:: WORK INSTRUCTIONS ::
Retype every one of the following records word for word, keeping each line as it appears.

## Begin DATASET RECORDS

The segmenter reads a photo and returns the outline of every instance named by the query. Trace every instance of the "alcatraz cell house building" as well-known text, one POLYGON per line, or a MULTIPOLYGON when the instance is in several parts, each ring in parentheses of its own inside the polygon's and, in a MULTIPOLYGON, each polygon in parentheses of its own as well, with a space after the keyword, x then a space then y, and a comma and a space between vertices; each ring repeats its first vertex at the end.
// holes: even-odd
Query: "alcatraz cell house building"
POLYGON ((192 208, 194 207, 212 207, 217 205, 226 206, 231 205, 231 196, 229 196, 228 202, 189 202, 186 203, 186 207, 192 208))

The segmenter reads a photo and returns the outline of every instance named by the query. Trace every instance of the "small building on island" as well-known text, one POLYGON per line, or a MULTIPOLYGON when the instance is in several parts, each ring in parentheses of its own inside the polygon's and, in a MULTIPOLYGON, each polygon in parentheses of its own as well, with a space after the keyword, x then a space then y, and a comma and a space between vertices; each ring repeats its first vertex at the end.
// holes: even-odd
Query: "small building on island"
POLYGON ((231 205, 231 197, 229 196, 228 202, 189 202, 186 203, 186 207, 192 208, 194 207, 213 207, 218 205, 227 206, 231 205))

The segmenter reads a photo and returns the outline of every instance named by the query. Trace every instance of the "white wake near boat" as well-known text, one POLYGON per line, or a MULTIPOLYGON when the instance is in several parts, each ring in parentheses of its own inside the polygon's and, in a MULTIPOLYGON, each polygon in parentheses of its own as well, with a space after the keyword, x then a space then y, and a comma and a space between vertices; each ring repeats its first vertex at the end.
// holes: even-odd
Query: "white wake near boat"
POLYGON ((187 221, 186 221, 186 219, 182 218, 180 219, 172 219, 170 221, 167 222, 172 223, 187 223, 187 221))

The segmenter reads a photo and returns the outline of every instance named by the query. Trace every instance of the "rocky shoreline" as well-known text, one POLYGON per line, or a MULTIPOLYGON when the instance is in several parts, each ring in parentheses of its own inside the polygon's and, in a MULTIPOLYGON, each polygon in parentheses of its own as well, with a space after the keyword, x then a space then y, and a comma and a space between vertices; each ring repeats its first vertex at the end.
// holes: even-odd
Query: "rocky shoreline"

## End DATASET RECORDS

:: RESULT OF THIS TASK ::
The segmenter reads a photo and returns the outline of every instance named by the query. Trace every instance of the "alcatraz cell house building" as well-known text, one POLYGON per line, or a MULTIPOLYGON when the instance is in several parts, each ring in parentheses of its own inside the polygon's and, in a MULTIPOLYGON, each polygon in parentheses of its own as well, with a space after the keyword, x then a space then y, and a comma and a space between vertices; each ring repeats its first vertex at the end.
// holes: even-odd
Query: "alcatraz cell house building"
POLYGON ((192 208, 194 207, 212 207, 217 205, 226 206, 231 205, 231 196, 229 196, 228 202, 189 202, 186 203, 186 207, 192 208))

The segmenter reads a photo and returns the outline of every instance named by the query. Trace every instance of the "small building on island" as well-known text, one POLYGON per line, or a MULTIPOLYGON when the instance is in several parts, each ring in parentheses of its own inside the polygon's and, in a MULTIPOLYGON, each polygon in parentheses of its own as well, with a space after the keyword, x then a space then y, and a comma and a space between vertices; each ring repeats its first vertex at the end.
// holes: even-odd
Query: "small building on island"
POLYGON ((231 205, 231 197, 229 196, 228 202, 189 202, 186 203, 186 207, 192 208, 194 207, 213 207, 218 205, 227 206, 231 205))

The segmenter reads a photo and returns the outline of every instance named by the query. Trace every instance of the "white wake near boat" as well-known text, one POLYGON per line, or a MULTIPOLYGON when the instance is in several parts, each ring in parentheses of its own inside the polygon's and, in a MULTIPOLYGON, each polygon in parentheses of its own as well, with a space after the keyword, x then a space then y, and a comma and a space between vertices; each ring repeats its first vertex at the end.
// holes: even-odd
Query: "white wake near boat"
POLYGON ((187 221, 186 221, 186 219, 182 218, 180 219, 172 219, 170 221, 167 222, 172 223, 187 223, 187 221))

The segmenter reads a photo and returns the outline of every instance named by the query. Trace every instance of the "rocky shoreline" as well-known text, one POLYGON per line, or a MULTIPOLYGON when the instance is in several parts, each ring in parentheses of its own inside the polygon's and, in a MULTIPOLYGON, each polygon in parentheses of its own as well, with a space after the keyword, x then a space then y, and a comma and a space between vertices; each ring repeats its first vertex at the end.
// holes: even-odd
Query: "rocky shoreline"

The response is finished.